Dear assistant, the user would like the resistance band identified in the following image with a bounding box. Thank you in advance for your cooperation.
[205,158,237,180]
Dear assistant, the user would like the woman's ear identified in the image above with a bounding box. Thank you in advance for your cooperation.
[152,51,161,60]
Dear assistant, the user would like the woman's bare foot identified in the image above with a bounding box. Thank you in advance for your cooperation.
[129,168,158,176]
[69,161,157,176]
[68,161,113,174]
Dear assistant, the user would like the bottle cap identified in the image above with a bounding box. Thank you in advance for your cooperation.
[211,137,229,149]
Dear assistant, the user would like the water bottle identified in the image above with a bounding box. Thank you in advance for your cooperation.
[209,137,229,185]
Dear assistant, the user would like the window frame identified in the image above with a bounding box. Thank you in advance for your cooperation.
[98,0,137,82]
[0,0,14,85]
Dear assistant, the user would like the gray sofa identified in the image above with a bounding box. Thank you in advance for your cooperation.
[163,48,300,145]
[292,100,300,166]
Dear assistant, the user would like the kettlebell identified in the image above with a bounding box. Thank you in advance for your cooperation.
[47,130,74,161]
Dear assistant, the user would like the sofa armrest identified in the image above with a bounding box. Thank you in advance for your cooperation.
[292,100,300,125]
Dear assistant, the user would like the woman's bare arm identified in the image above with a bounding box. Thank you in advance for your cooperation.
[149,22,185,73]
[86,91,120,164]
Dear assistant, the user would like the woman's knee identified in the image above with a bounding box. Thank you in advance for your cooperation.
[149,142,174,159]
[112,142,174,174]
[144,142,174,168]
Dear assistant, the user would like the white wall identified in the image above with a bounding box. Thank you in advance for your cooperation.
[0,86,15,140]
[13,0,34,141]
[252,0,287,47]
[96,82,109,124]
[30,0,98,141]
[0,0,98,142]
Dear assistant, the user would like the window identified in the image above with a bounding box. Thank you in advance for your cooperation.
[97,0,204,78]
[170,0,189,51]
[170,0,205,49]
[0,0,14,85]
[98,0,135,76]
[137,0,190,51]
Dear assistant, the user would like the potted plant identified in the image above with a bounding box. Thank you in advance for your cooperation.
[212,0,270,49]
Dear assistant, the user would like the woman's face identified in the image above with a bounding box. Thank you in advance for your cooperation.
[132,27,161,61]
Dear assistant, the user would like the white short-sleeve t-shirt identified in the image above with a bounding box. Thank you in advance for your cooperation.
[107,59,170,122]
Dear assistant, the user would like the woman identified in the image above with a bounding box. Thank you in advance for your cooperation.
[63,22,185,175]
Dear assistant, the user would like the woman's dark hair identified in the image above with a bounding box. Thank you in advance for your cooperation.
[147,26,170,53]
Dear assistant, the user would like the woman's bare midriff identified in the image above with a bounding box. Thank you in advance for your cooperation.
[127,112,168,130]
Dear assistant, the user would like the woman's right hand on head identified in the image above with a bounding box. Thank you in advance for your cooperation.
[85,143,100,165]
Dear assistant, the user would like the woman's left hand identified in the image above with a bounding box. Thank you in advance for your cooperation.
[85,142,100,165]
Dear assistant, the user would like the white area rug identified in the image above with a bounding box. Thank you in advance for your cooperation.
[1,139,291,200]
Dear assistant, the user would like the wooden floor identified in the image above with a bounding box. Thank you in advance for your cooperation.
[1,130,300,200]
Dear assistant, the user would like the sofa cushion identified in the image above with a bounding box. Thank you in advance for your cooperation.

Task requirements: Quote every line of the data, word for word.

Reply:
Dear assistant, the user would like the resistance band identified in the following image with a bounding box. Thank you in advance for your cooperation.
[205,158,237,180]
Dear assistant, the user would like the woman's ear identified in the image above with a bounding box. Thank you in advance for your cooperation.
[152,51,161,60]
Dear assistant, the user would like the woman's bare foot identified in the image above with a bounding box. Thank you in advance for your cooperation.
[129,168,158,176]
[69,161,157,176]
[68,161,113,174]
Dear assistant, the user would like the bottle cap identified in the image above with a bounding box. Thank you in advance for your cooperation.
[211,137,229,149]
Dear assistant, the user would like the water bottle identified in the image above with a bounding box. Thank you in advance for your cooperation.
[209,137,229,185]
Dear assistant, the user would like the window frame identified in the image above with a bounding box. Thank you in advance for your cooperation.
[98,0,137,82]
[0,0,14,85]
Dear assistant, the user would like the gray sofa identified in the image above with a bounding box. Thank you in advance for your cooperation.
[163,48,300,145]
[292,100,300,166]
Dear assistant, the user would like the kettlebell identified in the image above with a bounding box. Thank you in advance for your cooperation.
[47,130,74,161]
Dear assistant, the user would like the sofa armrest identified in the image above with a bounding box. Thank you in advance for your cooperation.
[292,100,300,125]
Dear assistant, the user would like the woman's bare arm identified in the image above with a bounding box. Thank you in advance for your cooperation.
[149,22,185,73]
[86,91,120,164]
Dear assistant, the user would like the woman's knee identified in the image above with a bounding box. Thank you in advance for your cooperation.
[149,142,174,159]
[112,142,174,174]
[144,142,174,168]
Dear assistant, the user would like the white wall identified in the image above with a bounding box. Thank you in advance for your cooperation.
[0,86,15,140]
[13,0,34,141]
[252,0,287,47]
[96,82,109,124]
[30,0,98,141]
[0,0,98,142]
Dear assistant, the user would like the window identified in the image above with a bounding box. Thank you in advance for your cooperation.
[97,0,204,78]
[170,0,189,51]
[170,0,205,49]
[0,0,14,85]
[98,0,135,76]
[137,0,190,51]
Dear assistant, the user would like the potted plant identified in the image above with a bounding box. Thank you in advance for your cooperation.
[212,0,270,49]
Dear assistant, the user would like the woman's face identified in the image above with a bounding box. Thank you in advance for your cooperation.
[132,27,161,61]
Dear assistant, the user would like the white short-sleeve t-shirt identified in the image above with a bounding box. Thank you in advance for your cooperation.
[107,59,170,122]
Dear assistant, the user would like the woman identified in the image above with a bounding box. Thank you in advance for your cooperation.
[63,22,185,175]
Dear assistant, the user would like the woman's dark hair identified in the image above with a bounding box. Thank you in advance for your cooperation.
[147,26,170,53]
Dear assistant, the user would like the woman's bare midriff identified in the image above with a bounding box. Thank you in advance for your cooperation.
[127,112,168,130]
Dear assistant, the user would like the woman's right hand on head identified in the image above with a bounding box. Thank you in advance for your cooperation.
[85,143,100,165]
Dear assistant, the user would like the woman's left hand identified in the image above with a bounding box. Thank you in advance for your cooperation.
[85,142,100,165]
Dear assistant, the user would like the white area rug identified in the image above with a bounding box. Thank you in advance for your cooperation.
[1,139,291,200]
Dear assistant, the user would like the wooden floor identified in the image above with a bounding box. Thank you in advance for your cooperation.
[1,130,300,200]
Dear assistant, the user would like the sofa cushion identified in the image above with a bounding box. Thank you in advance for your cooperation.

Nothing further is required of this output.